**Raw data**

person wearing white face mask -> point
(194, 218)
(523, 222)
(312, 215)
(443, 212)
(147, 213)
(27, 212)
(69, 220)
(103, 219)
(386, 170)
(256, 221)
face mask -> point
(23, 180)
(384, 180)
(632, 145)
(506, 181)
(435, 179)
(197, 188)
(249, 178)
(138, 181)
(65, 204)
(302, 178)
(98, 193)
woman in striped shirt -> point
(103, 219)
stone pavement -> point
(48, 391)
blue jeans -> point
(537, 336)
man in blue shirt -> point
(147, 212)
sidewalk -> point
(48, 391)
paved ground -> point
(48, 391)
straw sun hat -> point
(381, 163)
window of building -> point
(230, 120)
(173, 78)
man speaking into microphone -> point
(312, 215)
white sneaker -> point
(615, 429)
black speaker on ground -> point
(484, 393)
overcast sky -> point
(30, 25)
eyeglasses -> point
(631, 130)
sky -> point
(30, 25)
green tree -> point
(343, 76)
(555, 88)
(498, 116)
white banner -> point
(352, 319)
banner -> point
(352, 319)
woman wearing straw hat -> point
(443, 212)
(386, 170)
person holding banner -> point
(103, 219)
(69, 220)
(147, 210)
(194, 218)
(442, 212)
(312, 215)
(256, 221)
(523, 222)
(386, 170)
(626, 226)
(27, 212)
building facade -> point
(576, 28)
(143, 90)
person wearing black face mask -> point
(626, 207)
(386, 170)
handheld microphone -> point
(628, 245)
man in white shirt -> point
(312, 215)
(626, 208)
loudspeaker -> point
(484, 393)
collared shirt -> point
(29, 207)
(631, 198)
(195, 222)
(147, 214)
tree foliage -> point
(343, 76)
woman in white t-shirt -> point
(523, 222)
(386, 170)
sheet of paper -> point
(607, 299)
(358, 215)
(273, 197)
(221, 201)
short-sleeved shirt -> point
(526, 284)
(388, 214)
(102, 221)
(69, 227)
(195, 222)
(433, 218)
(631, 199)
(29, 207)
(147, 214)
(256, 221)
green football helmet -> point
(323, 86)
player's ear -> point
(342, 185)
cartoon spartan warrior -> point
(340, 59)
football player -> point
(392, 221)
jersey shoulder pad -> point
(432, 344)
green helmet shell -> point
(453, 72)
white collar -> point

**Problem**
Rewrite all the lines above, changing "sheet of paper" to "piece of paper" and leaving everything else the same.

**Problem solution**
person wearing white face mask -> point
(194, 218)
(523, 222)
(312, 215)
(443, 212)
(147, 213)
(27, 212)
(69, 220)
(103, 219)
(386, 170)
(256, 221)
face mask -> point
(23, 180)
(384, 180)
(632, 145)
(506, 181)
(435, 179)
(197, 188)
(249, 178)
(138, 181)
(65, 204)
(302, 178)
(98, 193)
woman in striped shirt -> point
(103, 219)
stone pavement -> point
(48, 391)
blue jeans -> point
(537, 336)
man in blue shirt -> point
(147, 212)
sidewalk -> point
(48, 391)
paved ground -> point
(48, 391)
straw sun hat -> point
(381, 163)
window of building -> point
(230, 120)
(173, 78)
man speaking into microphone -> point
(312, 215)
white sneaker -> point
(615, 429)
black speaker on ground -> point
(484, 393)
overcast sky -> point
(30, 25)
eyeglasses -> point
(631, 130)
sky -> point
(30, 25)
green tree -> point
(343, 76)
(555, 88)
(498, 116)
white banner -> point
(352, 319)
banner -> point
(352, 319)
woman wearing straw hat -> point
(443, 212)
(386, 170)
person holding banner -> point
(103, 219)
(69, 220)
(147, 210)
(194, 218)
(442, 212)
(312, 215)
(256, 221)
(523, 222)
(386, 170)
(626, 226)
(27, 212)
building facade -> point
(576, 28)
(143, 90)
person wearing black face mask -> point
(626, 207)
(386, 170)
handheld microphone -> point
(628, 245)
man in white shirt -> point
(312, 215)
(626, 208)
loudspeaker -> point
(484, 393)
collared shirt -> point
(29, 207)
(631, 198)
(195, 222)
(147, 214)
tree foliage -> point
(343, 76)
woman in white t-shirt -> point
(523, 222)
(386, 170)
piece of paper -> point
(607, 299)
(358, 215)
(273, 197)
(221, 201)
short-sleeved shirt -> point
(526, 284)
(388, 214)
(102, 221)
(69, 227)
(195, 222)
(433, 218)
(631, 199)
(29, 207)
(147, 214)
(256, 221)
green football helmet -> point
(323, 86)
player's ear -> point
(342, 185)
cartoon spartan warrior -> point
(340, 59)
football player -> point
(392, 221)
jersey shoulder pad -> point
(432, 344)
green helmet shell -> point
(453, 72)
white collar -> point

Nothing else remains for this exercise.